| Written exercise a |
Rewrite the part of the Kings practice report that opens with the words "EL SEGUNDO, CA" and closes with "rest and recover.", putting "morning skate" in place of "optional skate".

| Given passage |
_ _ _ _ _ _ _

EXCLUSIVE VIDEO: Includes exclusive video of interviews with Colin Fraser, Jarret Stoll and head coach Darryl Sutter.
EL SEGUNDO, CA — One day after their 4-3 loss at San Jose, a game in which defensive lapses and turnovers proved too costly, the Los Angeles Kings, who are in the midst of a 17-games-in-31-days stretch this month, held an optional skate.
Most of the players took the opportunity to practice, but several key players, including Dustin Brown, Jeff Carter, Drew Doughty, Anze Kopitar, Rob Scuderi, Jarret Stoll, and Slava Voynov used the time to rest and recover.
After practice, the big hit by San Jose Sharks center Andrew Desjardins on Kings center Colin Fraser early in the second period at San Jose, along with the response by Kings rookie defenseman Jake Muzzin, was the main topic of discussion.
Fraser said he was feeling no ill effects from the wallop he took on Thursday night.
“I feel good,” he said. “It was a big hit, it was a clean hit. I’ve got to put some of the onus on myself to know it was coming. If it was the other way around, I probably would’ve done the same thing.”
“I’m a big boy,” he added. “I can take a big hit. It didn’t feel good, but I’m OK. I [was] back out there for the game, and I’m OK today.”
Fraser gave Muzzin, who fought Desjardins after the hit, the proverbial stick tap for having his back.
“I think it’s great,” said Fraser. “You’ve got to have guys sticking up for teammates. It brings guys closer together. [Center Mike] Richards has done it in the past.”
As it turned out, Muzzin, who wears a visor, earned himself 19 penalty minutes‚ including minor penalties for instigating a fight, and for instigating a fight while wearing a visor. An automatic ten-minute misconduct penalty was also tacked on for instigating a fight while wearing a visor—all that was on top of the five-minute major penalty for fighting.
As a result, the Sharks got a double minor power play—four minutes with the man advantage, and scored two power play goals. Despite the consequences, the Kings were not concerned about being put into that situation.
“It was a natural, team thing,” said head coach Darryl Sutter. “You know what, [Fraser] got drilled. [Muzzin] was right there. I wouldn’t say he was going into fight. That’s not [him]. He’s a team guy, he’s going to go in there. It’s not a big deal.”

_ _ _ _ _ _ _

| Record list |
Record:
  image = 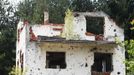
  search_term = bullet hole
[81,64,84,67]
[115,33,117,37]
[117,72,120,75]
[34,61,36,63]
[114,29,116,32]
[91,47,97,51]
[85,63,88,67]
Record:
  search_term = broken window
[92,53,113,72]
[46,52,66,69]
[85,16,104,35]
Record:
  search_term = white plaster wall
[32,25,62,37]
[25,42,125,75]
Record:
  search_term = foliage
[0,0,17,75]
[9,66,26,75]
[18,0,69,24]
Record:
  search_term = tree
[0,0,17,75]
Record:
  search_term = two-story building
[16,12,125,75]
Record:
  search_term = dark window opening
[46,52,66,69]
[85,16,104,35]
[92,53,113,72]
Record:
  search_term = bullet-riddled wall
[25,42,125,75]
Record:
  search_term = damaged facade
[16,12,125,75]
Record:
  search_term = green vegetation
[0,0,18,75]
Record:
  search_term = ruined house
[16,12,125,75]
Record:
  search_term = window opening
[46,52,66,69]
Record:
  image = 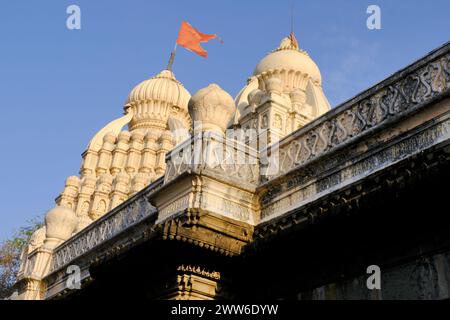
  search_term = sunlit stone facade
[12,34,450,299]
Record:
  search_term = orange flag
[177,21,218,58]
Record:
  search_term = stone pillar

_ _ _ _ _ _ _

| Written exercise b |
From the entries above, copy word for word the part that opens with the first line of the entries and closes with the line containing "[0,0,18,75]". Leave the pictures out of your answer.

| Final result a |
EL SEGUNDO, CA — One day after their 4-3 loss at San Jose, a game in which defensive lapses and turnovers proved too costly, the Los Angeles Kings, who are in the midst of a 17-games-in-31-days stretch this month, held an morning skate.
Most of the players took the opportunity to practice, but several key players, including Dustin Brown, Jeff Carter, Drew Doughty, Anze Kopitar, Rob Scuderi, Jarret Stoll, and Slava Voynov used the time to rest and recover.

| Final result b |
Record:
  image = 
  search_term = bullet hole
[81,64,84,67]
[115,33,117,37]
[117,72,120,75]
[34,61,36,63]
[114,29,116,32]
[91,47,97,51]
[85,63,88,67]
Record:
  search_term = broken window
[92,53,113,72]
[46,52,66,69]
[85,16,104,35]
Record:
  search_term = white plaster wall
[32,25,62,37]
[25,42,125,75]
Record:
  search_term = foliage
[0,0,17,75]
[9,66,26,75]
[18,0,69,24]
Record:
  search_term = tree
[0,0,17,75]
Record:
  search_term = two-story building
[16,12,125,75]
Record:
  search_term = dark window opening
[46,52,66,69]
[85,16,104,35]
[92,53,113,72]
Record:
  search_term = bullet-riddled wall
[25,42,125,75]
Record:
  search_term = damaged facade
[16,12,125,75]
Record:
  search_term = green vegetation
[0,0,18,75]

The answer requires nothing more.